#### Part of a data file
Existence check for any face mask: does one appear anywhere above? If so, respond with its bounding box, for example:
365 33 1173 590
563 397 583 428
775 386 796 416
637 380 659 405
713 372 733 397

...

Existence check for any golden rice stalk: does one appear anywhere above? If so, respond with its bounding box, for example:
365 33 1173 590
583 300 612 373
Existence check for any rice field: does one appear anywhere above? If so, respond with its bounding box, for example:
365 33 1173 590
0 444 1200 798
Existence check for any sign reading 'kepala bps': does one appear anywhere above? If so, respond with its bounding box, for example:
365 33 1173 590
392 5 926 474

#### Directions for this task
Copy the lines of data above word for word, starting at the line containing "Existence check for any rice" and ending at the line containing "392 5 926 474".

#### Result of the exercise
Existence check for any rice field: does one appear anywhere above? If so, respond with its bounding box, for example:
365 33 1173 590
0 444 1200 798
Existence check for any sign reading 'kepala bps': does one appear anywhere above? If so, respond with its bounding box, for example:
365 33 1173 590
392 5 926 474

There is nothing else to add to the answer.